#### Task brief
Summarize the thread about replacing stair treads in exactly two sentences.

#### Excerpt provided
-- start --

# Replacing stair treads, and maybe risers.



## averagejoemn (Feb 4, 2013)

Greetings, this weekend my wife and I are taking Friday off to tackle this project. First some background: we have a 1929 story and a half home and from everything we can tell the upstairs (or half story) was refinished or finished in the 1960s, although there are radiators upstairs tied into the main heating system. The stairs match the flooring upstairs which is douglas fir. They have seen better days and from what I know about fir, it is not a hard wood that makes sense for stairs.

So I've ordered and received new red oak stair treads, they are larger than the existing treads and will need to be cut and finished, but they already have a bullnose edge. For the risers, my plan is to pickup some pine board of the same length to replace with. We plan on painting the risers white and finishing the red oak to match the main level hardwood floors. 

Some questions;

I plan on using a 16 gauge finish nailer with 2.5" nails and then also using construction glue. Does that sound right? Do I need to pre-drill holes for the finish nails?

Do I need an expansion gap?

I plan to work from the top and move down, but we have a oak landing area that I plan on sanding/re-finishing later. Is there an easy way to replace the riser below it without taking all the boards up?

The existing treads are nailed in on each side and middle, then the back area was finish nailed, any easy way to remove them?

Here are the photos:


----------



## nealtw (Feb 4, 2013)

You might find that the molding will have to be removed on each side and the door jam at the bottom may have been installed after the stair treads.


----------



## Fireguy5674 (Feb 5, 2013)

I recently re-did the stairs in my home, as in ripped them out turmed them 180 degrees and put them back.  I finished them the way you are planning, Clear pine risers painted white and finished red oak treads.  I started at the bottom and worked up as I put the treads and risers on.  If you can get to the back side of the stringers the best way to attach the risers and treads is from the back with screws.  Use flooring adhesive as well.  If that is not practical then I would probably predrill holes and use trim screws plus floor glue.  Then fill your screw hole with putty to match your stain.  If you elect to stay with your 16 ga nails then I would experiment with a drop after you trim your tread to see if splitting is a problem.  I have put on a considerable amount of 3/4" oak trim and had no splitting problem.  I am not a fan of the finish gun only because of concern that eventually things will work loose even with the glue.  I have never been around steps fastened that way so it might be OK.  

The riser below the landing should come off without taking the landing boards up.  If there nails through the floor boards into the riser and you can't do anything else cut the riser in half parallel to the tread with a reciprocating saw and pry it down and away from the floor.  Cut off any nails left sticking down with a pair of heavy wire cutters before installing the new riser.

-- end --

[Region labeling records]
-- start --

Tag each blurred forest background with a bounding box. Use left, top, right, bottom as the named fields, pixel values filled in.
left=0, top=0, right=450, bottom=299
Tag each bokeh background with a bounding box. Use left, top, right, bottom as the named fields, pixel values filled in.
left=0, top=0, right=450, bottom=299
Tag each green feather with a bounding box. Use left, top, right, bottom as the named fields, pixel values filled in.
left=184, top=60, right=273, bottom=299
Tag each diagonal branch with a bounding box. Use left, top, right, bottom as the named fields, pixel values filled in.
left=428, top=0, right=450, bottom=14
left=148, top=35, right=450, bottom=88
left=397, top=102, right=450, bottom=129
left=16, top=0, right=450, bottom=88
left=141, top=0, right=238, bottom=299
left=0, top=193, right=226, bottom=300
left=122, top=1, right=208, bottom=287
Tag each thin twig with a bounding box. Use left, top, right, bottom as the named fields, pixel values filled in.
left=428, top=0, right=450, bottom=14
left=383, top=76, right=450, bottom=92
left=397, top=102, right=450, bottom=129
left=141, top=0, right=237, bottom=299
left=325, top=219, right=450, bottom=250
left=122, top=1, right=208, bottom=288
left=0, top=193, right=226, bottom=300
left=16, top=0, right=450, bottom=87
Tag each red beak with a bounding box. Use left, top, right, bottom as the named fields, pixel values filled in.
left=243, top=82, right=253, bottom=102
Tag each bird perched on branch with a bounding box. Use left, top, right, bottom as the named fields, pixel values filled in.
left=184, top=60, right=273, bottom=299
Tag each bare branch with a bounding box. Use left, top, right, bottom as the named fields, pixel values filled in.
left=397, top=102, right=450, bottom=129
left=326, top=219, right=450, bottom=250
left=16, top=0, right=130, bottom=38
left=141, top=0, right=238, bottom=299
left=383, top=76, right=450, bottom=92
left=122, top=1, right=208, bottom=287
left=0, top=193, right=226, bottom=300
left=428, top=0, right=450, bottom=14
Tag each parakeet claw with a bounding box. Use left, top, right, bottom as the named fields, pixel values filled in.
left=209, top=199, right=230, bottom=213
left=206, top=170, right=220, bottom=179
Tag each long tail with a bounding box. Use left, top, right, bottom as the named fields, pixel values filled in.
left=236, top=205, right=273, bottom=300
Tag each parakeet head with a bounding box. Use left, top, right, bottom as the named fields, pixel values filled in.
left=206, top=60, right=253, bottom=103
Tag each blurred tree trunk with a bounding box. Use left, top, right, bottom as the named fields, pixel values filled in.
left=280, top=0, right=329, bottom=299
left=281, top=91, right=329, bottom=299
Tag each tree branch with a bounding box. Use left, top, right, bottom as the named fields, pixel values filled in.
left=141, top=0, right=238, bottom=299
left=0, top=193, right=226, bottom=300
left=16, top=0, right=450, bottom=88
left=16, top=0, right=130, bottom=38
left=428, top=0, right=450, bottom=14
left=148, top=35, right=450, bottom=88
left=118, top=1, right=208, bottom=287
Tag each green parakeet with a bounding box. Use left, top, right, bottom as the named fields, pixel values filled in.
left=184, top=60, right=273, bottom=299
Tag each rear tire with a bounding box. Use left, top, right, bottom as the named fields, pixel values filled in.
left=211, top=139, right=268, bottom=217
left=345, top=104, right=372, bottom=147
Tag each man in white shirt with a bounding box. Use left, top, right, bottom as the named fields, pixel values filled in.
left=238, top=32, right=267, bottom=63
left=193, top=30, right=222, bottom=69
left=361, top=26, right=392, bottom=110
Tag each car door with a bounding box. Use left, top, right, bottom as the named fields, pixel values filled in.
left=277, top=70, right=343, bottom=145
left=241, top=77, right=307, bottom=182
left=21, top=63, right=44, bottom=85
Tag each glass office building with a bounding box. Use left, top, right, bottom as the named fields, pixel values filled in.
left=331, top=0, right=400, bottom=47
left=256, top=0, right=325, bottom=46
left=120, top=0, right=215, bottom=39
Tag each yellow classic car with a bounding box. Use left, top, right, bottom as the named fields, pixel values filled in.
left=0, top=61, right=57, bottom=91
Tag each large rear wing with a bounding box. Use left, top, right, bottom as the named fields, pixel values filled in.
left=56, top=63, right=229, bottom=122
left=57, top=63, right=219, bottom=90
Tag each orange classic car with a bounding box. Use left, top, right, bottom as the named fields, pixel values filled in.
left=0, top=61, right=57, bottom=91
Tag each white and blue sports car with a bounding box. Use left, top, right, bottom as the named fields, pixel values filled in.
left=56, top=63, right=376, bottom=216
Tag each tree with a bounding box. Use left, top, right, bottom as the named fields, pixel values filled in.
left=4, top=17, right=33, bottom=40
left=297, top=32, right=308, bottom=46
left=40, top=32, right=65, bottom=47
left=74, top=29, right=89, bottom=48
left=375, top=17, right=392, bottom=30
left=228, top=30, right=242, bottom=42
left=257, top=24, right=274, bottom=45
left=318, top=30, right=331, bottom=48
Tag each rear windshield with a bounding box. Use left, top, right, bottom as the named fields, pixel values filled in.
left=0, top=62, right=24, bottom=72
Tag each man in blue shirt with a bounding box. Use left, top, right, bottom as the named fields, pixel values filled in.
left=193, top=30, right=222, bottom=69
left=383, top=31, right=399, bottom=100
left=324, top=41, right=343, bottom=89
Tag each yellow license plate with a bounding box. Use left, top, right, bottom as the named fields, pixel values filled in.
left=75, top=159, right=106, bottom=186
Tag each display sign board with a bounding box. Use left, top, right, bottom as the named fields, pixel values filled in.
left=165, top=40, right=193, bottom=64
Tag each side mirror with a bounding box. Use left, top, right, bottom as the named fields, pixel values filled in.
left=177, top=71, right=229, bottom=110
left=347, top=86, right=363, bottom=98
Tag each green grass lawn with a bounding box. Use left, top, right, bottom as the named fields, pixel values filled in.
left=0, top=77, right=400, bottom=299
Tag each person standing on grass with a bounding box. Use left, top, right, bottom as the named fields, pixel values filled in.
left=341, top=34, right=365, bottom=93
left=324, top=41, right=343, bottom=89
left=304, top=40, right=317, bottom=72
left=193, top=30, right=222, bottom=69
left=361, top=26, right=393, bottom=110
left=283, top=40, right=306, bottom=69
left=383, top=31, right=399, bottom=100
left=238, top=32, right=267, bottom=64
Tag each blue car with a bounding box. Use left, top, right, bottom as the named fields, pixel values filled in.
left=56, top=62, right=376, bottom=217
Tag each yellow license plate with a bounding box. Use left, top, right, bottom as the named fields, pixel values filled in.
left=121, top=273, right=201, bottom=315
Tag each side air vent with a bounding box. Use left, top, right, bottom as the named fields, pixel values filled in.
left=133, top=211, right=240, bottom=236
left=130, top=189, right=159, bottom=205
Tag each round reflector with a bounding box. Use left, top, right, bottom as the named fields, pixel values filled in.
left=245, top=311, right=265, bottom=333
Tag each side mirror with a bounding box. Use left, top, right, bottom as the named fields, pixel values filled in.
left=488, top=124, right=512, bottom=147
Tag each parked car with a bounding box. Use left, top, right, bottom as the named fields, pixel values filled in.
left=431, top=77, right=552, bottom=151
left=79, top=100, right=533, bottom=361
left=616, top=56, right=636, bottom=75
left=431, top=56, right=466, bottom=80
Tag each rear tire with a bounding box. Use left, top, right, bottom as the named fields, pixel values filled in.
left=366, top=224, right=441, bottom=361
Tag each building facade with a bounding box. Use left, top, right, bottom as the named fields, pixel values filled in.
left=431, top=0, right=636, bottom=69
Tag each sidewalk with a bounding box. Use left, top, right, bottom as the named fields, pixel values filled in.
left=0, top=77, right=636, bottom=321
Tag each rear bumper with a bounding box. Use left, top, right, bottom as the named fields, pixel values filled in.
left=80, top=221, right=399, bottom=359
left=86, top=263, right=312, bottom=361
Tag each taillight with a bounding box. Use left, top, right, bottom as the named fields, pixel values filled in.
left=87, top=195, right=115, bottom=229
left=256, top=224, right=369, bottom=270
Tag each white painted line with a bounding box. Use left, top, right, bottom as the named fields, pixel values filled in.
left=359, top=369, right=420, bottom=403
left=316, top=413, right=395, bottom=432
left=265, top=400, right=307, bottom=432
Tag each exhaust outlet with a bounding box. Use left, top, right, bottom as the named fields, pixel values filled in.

-- end --

#### Correct response
A homeowner with a 1929 house plans to replace worn Douglas fir stair treads with red oak and the risers with pine boards, and asks about nailing and gluing, expansion gaps, removing the old treads, and replacing the riser under an oak landing. One reply warns that the side molding and the door jamb may need to come off, while another recommends fastening from behind the stringers with screws and flooring adhesive (or predrilled trim screws plus glue) and says the riser below the landing should come off without taking up the landing boards.